## Instructions for the task
Pick out every line in the entries below that contains the word "jacket", and copy each one.

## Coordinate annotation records
-------------------------

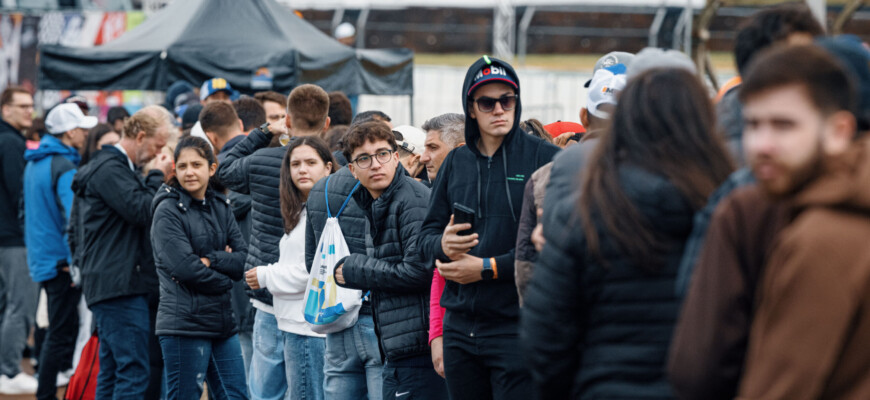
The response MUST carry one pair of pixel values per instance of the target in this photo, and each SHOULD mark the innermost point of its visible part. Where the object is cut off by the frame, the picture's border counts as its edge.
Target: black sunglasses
(487, 104)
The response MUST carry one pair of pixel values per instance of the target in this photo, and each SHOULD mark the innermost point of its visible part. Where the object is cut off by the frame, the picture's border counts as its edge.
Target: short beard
(801, 177)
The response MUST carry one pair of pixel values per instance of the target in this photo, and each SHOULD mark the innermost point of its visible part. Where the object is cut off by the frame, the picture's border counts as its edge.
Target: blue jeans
(190, 360)
(303, 360)
(267, 378)
(21, 294)
(413, 378)
(353, 363)
(122, 325)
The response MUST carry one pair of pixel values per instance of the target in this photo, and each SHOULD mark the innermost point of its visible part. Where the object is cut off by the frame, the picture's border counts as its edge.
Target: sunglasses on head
(487, 104)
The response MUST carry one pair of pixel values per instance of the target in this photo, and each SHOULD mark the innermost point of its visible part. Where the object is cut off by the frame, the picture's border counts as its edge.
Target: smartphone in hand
(463, 215)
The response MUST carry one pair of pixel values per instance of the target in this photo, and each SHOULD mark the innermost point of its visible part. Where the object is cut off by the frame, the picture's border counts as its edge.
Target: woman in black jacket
(199, 251)
(601, 307)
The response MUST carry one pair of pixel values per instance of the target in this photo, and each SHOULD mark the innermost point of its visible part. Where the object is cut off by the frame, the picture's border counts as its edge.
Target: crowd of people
(677, 243)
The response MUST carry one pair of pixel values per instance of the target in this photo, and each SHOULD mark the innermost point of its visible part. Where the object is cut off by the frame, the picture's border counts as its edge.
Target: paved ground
(26, 367)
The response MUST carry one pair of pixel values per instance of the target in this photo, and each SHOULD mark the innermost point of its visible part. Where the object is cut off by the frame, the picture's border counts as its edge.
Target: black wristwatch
(265, 128)
(487, 273)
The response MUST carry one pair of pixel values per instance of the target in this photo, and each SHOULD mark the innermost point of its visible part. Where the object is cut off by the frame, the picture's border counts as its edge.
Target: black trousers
(60, 339)
(413, 378)
(485, 367)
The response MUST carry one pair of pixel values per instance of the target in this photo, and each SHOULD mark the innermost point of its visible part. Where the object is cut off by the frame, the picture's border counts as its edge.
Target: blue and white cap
(604, 88)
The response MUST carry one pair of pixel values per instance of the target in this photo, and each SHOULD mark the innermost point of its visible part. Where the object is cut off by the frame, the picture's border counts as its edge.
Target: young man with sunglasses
(487, 177)
(394, 204)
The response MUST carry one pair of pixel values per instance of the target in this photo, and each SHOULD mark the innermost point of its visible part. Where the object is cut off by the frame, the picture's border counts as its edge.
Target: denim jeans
(122, 325)
(413, 378)
(303, 360)
(21, 295)
(353, 363)
(60, 340)
(267, 378)
(188, 361)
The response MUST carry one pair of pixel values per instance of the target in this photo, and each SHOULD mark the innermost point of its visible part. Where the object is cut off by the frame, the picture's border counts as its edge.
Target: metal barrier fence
(546, 95)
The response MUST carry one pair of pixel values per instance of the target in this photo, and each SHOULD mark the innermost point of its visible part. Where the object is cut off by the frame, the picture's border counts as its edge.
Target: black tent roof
(195, 40)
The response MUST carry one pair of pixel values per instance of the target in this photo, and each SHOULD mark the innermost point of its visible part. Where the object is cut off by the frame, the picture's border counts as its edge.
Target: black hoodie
(493, 187)
(12, 147)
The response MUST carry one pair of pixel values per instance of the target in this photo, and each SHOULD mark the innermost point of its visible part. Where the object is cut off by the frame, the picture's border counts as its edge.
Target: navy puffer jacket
(601, 330)
(251, 168)
(195, 299)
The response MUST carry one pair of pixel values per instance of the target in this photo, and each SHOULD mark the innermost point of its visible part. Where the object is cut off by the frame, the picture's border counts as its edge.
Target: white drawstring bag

-------------------------

## Output for this task
Target: woman in black jacket
Target: navy puffer jacket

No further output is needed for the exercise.